Problem:
Each record is to be duplicated exactly, with nothing added.

Recorded data:
--

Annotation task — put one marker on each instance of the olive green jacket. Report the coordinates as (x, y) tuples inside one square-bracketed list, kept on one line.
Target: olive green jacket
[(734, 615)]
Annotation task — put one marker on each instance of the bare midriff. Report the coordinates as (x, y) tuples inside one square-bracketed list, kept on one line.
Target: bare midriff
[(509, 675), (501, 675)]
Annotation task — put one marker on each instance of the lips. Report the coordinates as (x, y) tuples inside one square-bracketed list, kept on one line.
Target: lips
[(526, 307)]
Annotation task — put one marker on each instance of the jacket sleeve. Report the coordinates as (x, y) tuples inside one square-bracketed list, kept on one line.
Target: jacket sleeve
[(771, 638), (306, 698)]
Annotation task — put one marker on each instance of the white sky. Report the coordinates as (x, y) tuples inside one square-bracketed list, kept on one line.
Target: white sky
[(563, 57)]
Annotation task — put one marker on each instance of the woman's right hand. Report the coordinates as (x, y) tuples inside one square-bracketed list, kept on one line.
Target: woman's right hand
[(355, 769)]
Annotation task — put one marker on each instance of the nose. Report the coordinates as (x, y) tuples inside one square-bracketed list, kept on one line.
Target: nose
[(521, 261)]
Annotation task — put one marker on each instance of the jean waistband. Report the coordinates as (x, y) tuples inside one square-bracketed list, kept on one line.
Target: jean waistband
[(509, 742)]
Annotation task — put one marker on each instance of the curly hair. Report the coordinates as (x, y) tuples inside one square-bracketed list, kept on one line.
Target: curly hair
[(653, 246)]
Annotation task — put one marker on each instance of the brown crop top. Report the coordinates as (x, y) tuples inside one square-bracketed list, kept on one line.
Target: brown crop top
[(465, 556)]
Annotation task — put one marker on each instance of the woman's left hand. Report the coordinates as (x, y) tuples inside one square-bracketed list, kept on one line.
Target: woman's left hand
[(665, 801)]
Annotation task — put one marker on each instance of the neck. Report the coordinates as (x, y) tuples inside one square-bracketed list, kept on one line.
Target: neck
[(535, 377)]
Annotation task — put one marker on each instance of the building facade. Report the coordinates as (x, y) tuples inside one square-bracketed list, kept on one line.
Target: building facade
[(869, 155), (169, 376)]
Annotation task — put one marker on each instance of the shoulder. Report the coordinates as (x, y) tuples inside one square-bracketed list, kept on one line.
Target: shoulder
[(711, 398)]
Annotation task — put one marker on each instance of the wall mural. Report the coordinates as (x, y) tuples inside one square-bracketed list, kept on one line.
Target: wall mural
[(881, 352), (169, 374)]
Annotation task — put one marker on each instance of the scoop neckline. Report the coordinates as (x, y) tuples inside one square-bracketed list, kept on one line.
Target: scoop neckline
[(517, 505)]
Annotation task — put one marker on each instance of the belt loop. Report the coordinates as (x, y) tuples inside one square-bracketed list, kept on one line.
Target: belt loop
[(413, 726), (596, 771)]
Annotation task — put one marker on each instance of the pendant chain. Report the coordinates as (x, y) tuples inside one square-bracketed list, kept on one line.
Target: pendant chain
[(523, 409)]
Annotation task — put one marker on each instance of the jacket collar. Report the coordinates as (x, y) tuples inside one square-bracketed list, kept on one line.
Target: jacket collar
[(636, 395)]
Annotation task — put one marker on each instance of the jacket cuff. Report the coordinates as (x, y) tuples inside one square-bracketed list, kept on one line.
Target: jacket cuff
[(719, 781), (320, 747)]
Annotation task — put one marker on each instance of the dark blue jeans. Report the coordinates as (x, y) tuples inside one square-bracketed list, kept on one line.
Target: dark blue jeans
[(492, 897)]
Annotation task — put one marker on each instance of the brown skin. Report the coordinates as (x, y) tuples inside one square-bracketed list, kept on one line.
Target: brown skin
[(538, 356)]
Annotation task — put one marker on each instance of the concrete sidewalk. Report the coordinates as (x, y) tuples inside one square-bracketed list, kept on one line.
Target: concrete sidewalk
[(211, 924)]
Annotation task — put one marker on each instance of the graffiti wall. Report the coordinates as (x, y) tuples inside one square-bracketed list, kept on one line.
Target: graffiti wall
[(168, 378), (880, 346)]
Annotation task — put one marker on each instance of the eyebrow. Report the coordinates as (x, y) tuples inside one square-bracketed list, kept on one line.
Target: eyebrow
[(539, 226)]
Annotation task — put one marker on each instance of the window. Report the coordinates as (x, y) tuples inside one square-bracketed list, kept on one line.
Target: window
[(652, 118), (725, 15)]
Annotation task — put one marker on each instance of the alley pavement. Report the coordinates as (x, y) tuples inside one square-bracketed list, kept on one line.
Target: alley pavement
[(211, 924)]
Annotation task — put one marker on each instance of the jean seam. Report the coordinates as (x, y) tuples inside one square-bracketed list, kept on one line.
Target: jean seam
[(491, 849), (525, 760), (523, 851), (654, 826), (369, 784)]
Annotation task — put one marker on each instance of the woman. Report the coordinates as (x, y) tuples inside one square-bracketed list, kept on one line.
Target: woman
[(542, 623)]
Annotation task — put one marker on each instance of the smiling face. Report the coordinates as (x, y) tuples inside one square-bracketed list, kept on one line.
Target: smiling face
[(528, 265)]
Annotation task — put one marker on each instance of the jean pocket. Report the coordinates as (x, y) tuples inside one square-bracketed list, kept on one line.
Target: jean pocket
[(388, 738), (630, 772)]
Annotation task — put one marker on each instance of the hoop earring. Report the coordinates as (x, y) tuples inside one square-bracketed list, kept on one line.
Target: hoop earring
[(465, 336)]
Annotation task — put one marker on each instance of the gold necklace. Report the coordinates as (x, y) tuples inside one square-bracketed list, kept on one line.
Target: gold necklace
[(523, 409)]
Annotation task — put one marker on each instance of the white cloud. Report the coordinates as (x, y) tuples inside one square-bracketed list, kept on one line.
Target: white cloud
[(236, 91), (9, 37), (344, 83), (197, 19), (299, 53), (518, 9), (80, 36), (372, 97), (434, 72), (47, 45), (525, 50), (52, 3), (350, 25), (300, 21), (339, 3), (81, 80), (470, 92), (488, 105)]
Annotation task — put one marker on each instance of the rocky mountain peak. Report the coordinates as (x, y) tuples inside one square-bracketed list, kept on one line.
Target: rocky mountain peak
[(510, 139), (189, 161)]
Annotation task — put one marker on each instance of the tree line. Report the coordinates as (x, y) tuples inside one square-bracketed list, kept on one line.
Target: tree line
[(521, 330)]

--

Written answer:
Annotation task — put one marker on each instance of the olive green jacket. Report the coordinates as (x, y) tuples inside one square-bracketed list, kept on one line.
Target: olive green jacket
[(734, 615)]
Annotation task — put one marker on each instance of the bare midriff. Report the coordinates as (x, y) tuples inside one square-bracketed list, kept on one line.
Target: bare midriff
[(509, 675), (501, 675)]
Annotation task — put one marker on each instance of the lips. Report the coordinates as (x, y) tuples inside one square-bracketed list, kept on one line.
Target: lips
[(526, 307)]
Annotation task — put one marker on each instance of the jacket sleeve. Report the coordinates as (x, y) tuples inside one square-bracketed list, kept on one line.
Target: jacket sleeve
[(771, 638), (306, 698)]
Annotation task — put one marker on each instance of the white sky. Report the coordinates as (x, y) tuples inside one square-bracketed list, kept on one line.
Target: white sky
[(563, 57)]
Annotation task — put one marker on each instance of the woman's right hand. Report the coordinates as (x, y) tuples inside one square-bracketed list, kept on one line.
Target: woman's right hand
[(355, 769)]
Annotation task — put one marker on each instance of the nose. Report the coordinates as (x, y) tuples inside one square-bracketed list, kept on one line.
Target: nose
[(521, 261)]
Annotation task — put one marker on each instance of the jean waistband. Report the coordinates as (x, y) tuples inside one square-bracketed list, kept on one line.
Target: jean waistband
[(509, 742)]
Annotation task — put one marker on each instance of the curly hair. Report the coordinates as (x, y) tuples inside one square-bracketed list, kept on one line.
Target: curly hair
[(653, 246)]
Annotation task — put one marker on each instance of the brown crop top. Report the coordinates as (x, y) tuples inside one square-bracketed list, kept on one line.
Target: brown crop top
[(465, 556)]
Annotation task — put one marker on each instance of the woman's left hand. Report the coordinates as (x, y) tuples inside one square-bracketed list, kept on one line.
Target: woman's left hand
[(665, 801)]
Annotation task — put one marker on each instance of the neck. Report the coordinates as (x, y) tuples inside one square-bracketed list, kept on one line.
Target: neck
[(535, 377)]
Annotation task — put one marker on each instance of the building facade. Report the coordinates as (x, y) tuples inside one square-bracketed list, kept on one line.
Target: building facade
[(869, 155), (169, 376)]
Annotation task — put one marker on each instance of the shoulder. Report the coordinates as (x, y) tuples inside one square-bracketed list, kept on one line.
Target: shoulder
[(711, 398)]
Annotation task — put one marker on each instance of the wall mural. Report the coordinates as (x, y) tuples inside one square-bracketed list, kept on one line.
Target: wall mural
[(881, 352), (169, 374)]
Annotation task — put one marker on each instance of the scoop neckline. Report the coordinates as (x, y) tuples inside one square-bracketed list, kept on one line.
Target: scoop neckline
[(517, 505)]
Annotation task — put one marker on each instance of the belt loop. Report the coordinates as (x, y) tuples inside one square-bracketed list, kept on one line.
Target: belt loop
[(413, 726), (596, 771)]
Annotation task — put one marker on each instance of the pendant chain. Report the coordinates as (x, y) tuples inside one square-bracketed list, kept on one line.
Target: pendant chain
[(523, 409)]
Annotation task — put one marker on each instance of the jacket collar. Report the coordinates as (x, y) tuples inside one square-bracketed list, kept on one line.
Target: jacket collar
[(636, 395)]
Annotation task — put one marker on each instance of the jacket cuff. Report the coordinates as (x, y) tuples inside one square-bracketed list, kept on one line.
Target: jacket cuff
[(719, 781), (320, 747)]
Annotation task — put one marker on each instance of the dark blue jeans. Report the coordinates as (x, y) tuples inside one square-bracketed list, kept on one line.
Target: dark blue jeans
[(492, 897)]
Annotation task — put one marker on each instance of the brown skin. Report the coordinates as (x, y) tuples inside one square-bracketed list, kept on one line.
Target: brown skin
[(538, 356)]
Annotation task — put one marker on each instance of the concrete sidewalk. Report the coordinates as (x, y) tuples inside one square-bracketed list, kept on one line.
Target: concrete sidewalk
[(211, 924)]
Annotation task — put one marker on each instance of the graffiti wall. Report the coordinates as (x, y) tuples inside one square-bracketed list, kept on one line.
Target: graffiti wall
[(168, 378), (880, 346)]
Annotation task — put one marker on each instance of the eyebrow. Report the coordinates as (x, y) tuples inside one square-bracketed list, kept on one line.
Target: eyebrow
[(539, 226)]
Annotation task — put one marker on each instance of the window. Report the coordinates as (x, y) tuples inside one square-bracketed list, kept on one line.
Target: window
[(652, 118), (725, 15)]
Annotation task — put one marker on each instance of the alley pavement. Report the coordinates as (x, y) tuples inside one square-bracketed list, kept on one line.
Target: alley pavement
[(211, 924)]
Annotation task — put one marker on each instance of the jean seam. Report the coordinates as (x, y) tuples inside one square-bracketed list, kept on one line.
Target: jean seam
[(491, 849), (525, 760), (523, 851), (654, 826), (369, 784)]
Annotation task — put one marker on each instance of the woman. Report the coordinates as (x, y) tuples inside one square-bracketed list, kept on one line.
Target: woman
[(542, 623)]
Annotation task — put one marker on each instance of the smiling face. Report the coordinates as (x, y) tuples inside one square-bracketed list, kept on one line.
Target: smiling face
[(528, 265)]
Annotation task — put one marker on each instance of the jean pocket. Report the coordinates as (x, y) tuples inside one square-bracketed list, kept on one line.
Target: jean pocket
[(388, 738), (630, 772)]
Annotation task — put one marker on each instance of the hoop earring. Report the coordinates as (x, y) tuples inside one square-bracketed list, kept on one line.
Target: hoop earring
[(465, 336)]
Annotation task — put one marker on each instance of the gold necklace. Report the coordinates as (x, y) tuples inside one square-bracketed list, kept on one line.
Target: gold necklace
[(523, 409)]
Annotation task — put one marker on each instance of the white cloud. Report the coordinates as (x, y) tuples inside one square-bracketed list, kept on one line.
Target: white cloud
[(236, 91), (9, 37), (344, 83), (197, 19), (299, 53), (518, 9), (80, 36), (372, 97), (434, 72), (47, 45), (525, 50), (52, 3), (350, 25), (300, 21), (339, 3), (81, 80), (470, 92), (488, 105)]
Annotation task — put one marker on each instance of the rocky mountain peak. Report the coordinates as (x, y) tuples inside one square-bracketed list, kept on one line.
Target: rocky mountain peak
[(510, 139), (189, 161)]
Annotation task — put one marker on each instance of the tree line. Report the coordinates as (x, y) tuples inside one square-bracketed list, kept on one line.
Target: tree line
[(521, 330)]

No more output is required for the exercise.